Si deve pertanto escludere in maniera tassativa dall’ambito di applicazione del Decreto Legislativo n. 122/05 ed, in particolare, della norma di cui all’art. 4, il soggetto che vende un immobile già costruito, anche se va detto che la Relazione tiene a precisare che nell’ipotesi in cui il costruttore sia diverso dal venditore, quest’ultimo avrà “l’obbligo di procurarsi dal costruttore copia della polizza e di consegnarla all’acquirente, come parte integrante dei propri obblighi contrattuali”.
Quanto al delicato profilo temporale, si deve precisare che il costruttore (nel senso sopra specificato) è tenuto a stipulare e a consegnare la polizza de qua “all’atto della stipula del contratto ovvero in un momento precedente”. Quando viene consegnata in un momento precedente al trasferimento della proprietà, la polizza avrà efficacia in ogni caso “dalla data di ultimazione dei lavori” e si protrarrà per i successivi dieci anni dal completamento degli stessi.
I problemi applicativi di maggiore spessore si pongono in relazione all’operatività di detta polizza.
In altre parole, il quesito a cui occorre dare risposta è il seguente: quali sono i danni materiali e diretti all’immobile, compresi i danni a terzi, derivanti da rovina totale o parziale oppure da gravi difetti costruttivi delle opere, per vizio del suolo o per difetto di costruzione?
Dal tenore letterale della norma risulta chiaro il riferimento alle garanzie previste ex lege derivanti dal contratto di appalto e, precisamente, ai casi disciplinati dall’art. 1669 c.c.
Il rinvio consente di precisare che l’impianto normativo così creato non costituisce un assoluto novum del nostro ordinamento giuridico.

* Estratto dati *
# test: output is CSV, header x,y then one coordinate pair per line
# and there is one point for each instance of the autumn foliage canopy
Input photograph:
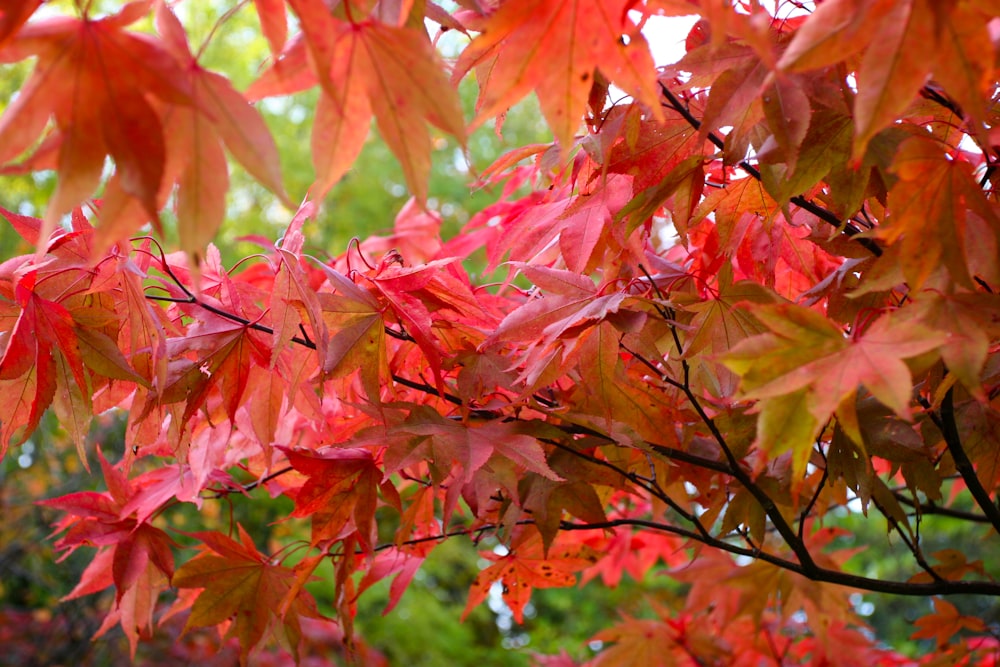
x,y
738,299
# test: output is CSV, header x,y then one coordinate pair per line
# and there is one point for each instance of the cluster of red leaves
x,y
824,333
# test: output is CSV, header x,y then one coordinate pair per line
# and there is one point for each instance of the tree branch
x,y
949,429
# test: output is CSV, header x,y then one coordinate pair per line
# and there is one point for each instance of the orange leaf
x,y
553,47
237,580
526,567
942,625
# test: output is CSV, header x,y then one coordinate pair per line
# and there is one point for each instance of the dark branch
x,y
949,429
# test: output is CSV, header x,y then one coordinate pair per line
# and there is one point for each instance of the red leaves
x,y
238,582
42,357
117,69
524,568
554,48
693,357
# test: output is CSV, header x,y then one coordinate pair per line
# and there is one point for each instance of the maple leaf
x,y
119,71
637,642
805,367
41,343
942,625
241,584
222,352
366,68
935,197
554,47
526,567
340,493
134,556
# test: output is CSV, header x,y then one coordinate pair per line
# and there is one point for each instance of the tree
x,y
724,318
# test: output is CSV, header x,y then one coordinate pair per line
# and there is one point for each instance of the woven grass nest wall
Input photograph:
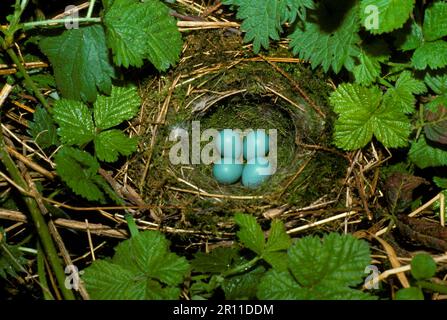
x,y
223,85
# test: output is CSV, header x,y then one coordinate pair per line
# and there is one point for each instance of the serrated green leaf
x,y
149,252
425,155
330,38
435,21
437,81
142,30
392,14
42,129
122,104
142,268
218,260
80,61
243,286
435,127
410,37
423,266
362,115
250,233
430,54
78,169
440,182
320,270
402,95
338,260
278,239
279,285
111,143
412,293
75,122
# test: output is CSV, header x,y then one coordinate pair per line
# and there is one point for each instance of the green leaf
x,y
329,39
78,169
42,129
243,286
218,260
430,54
423,266
122,104
435,21
320,270
402,95
392,14
250,233
410,38
75,122
425,155
142,30
362,115
142,268
111,143
80,61
279,285
412,293
435,128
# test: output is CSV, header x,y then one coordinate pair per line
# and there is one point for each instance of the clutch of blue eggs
x,y
242,159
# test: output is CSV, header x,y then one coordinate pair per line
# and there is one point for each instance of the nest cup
x,y
243,95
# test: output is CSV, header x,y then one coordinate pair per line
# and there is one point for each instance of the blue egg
x,y
229,144
256,171
227,170
256,144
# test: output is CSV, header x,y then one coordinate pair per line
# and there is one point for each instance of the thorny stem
x,y
241,268
29,82
29,25
38,219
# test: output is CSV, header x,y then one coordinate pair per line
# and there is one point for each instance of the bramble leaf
x,y
329,38
142,30
362,115
42,129
122,104
320,269
430,54
425,155
142,268
75,122
78,169
111,143
402,95
423,266
80,61
250,233
435,21
391,14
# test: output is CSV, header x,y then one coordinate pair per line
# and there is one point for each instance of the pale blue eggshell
x,y
256,171
229,144
256,144
227,170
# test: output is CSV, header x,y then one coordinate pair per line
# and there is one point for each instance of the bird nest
x,y
218,85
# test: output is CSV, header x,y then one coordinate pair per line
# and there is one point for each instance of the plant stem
x,y
90,9
241,268
29,82
39,221
29,25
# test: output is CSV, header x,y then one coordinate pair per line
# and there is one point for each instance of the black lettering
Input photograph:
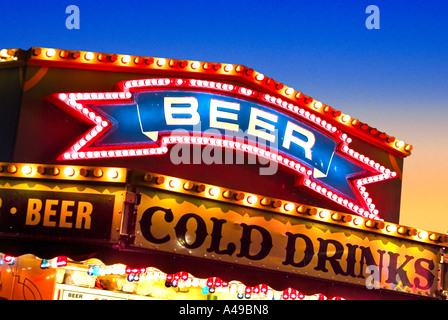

* Compiti *
a – Restituisci ogni riga dei dati che contiene la stringa "branch".
b – Prosegui il testo sulla polizza decennale del costruttore partendo dalla sua ultima frase.

* Elenco risposte *
a –
# and there is one point for each instance of the tree branch
# and there is one point for each instance of the dark branch

b –
Infatti, già prima del D. Lgs. 122/05 1’acquirente di un immobile era tutelato dalla garanzia prevista ex art. 1669 c.c. norma, posta a tutela di evidenti interessi pubblicistici, che espressamente stabilisce che “quando si tratta di edifici o di altre cose immobili destinate per la loro natura a lunga durata, se, nel corso di dieci anni dal compimento, l’opera, per vizio del suolo o per difetto della costruzione, rovina in tutto o in parte, ovvero presenta evidente pericolo di rovina o gravi difetti, l’appaltatore è responsabile nei confronti del committente e dei suoi aventi causa, purchè sia fatta la denunzia entro un anno dalla scoperta”.
L’aspetto fortemente innovativo e decisamente garantistico della disposizione in oggetto è costituito dall’introduzione di un diverso soggetto obbligato (la Compagnia Assicurativa) tendenzialmente solvibile, contrattualmente tenuto a risarcire l’acquirente nel caso in cui si appalesino i vizi sopra meglio indicati.
Quando l’assicuratore è tenuto a risarcire un danno materiale e diretto all’immobile, compresi i danni a terze persone?
Ora, grossi problemi ermeneutici non si pongono in caso di rovina totale dell’edificio, vale a dire in caso di totale perimento dell’opera (Cass. Civile, sez. III, 27 gennaio 2005 n. 1666), ipotesi peraltro decisamente remota sulla quale non sembra il caso di dilungarsi ulteriormente.
Più complesso dal punto di vista definitorio-applicativo è il concetto di rovina parziale dell’edificio. All’uopo viene in aiuto l’attività esegetica del Supremo Collegio che, più volte intervenuto sul punto, ha indicato che per rovina parziale si deve intendere “ogni disgregazione, sia pure limitata, degli elementi strutturali della costruzione, ovvero degli elementi accessori in essa stabilmente incorporati che influiscono sulla stabilità dell’edificio” (ex plurimis: Cass. Civile, sez. III, 27 gennaio 2005, n. 1666; Cass. Civile, sez. III, 8 settembre 1998, n. 8876).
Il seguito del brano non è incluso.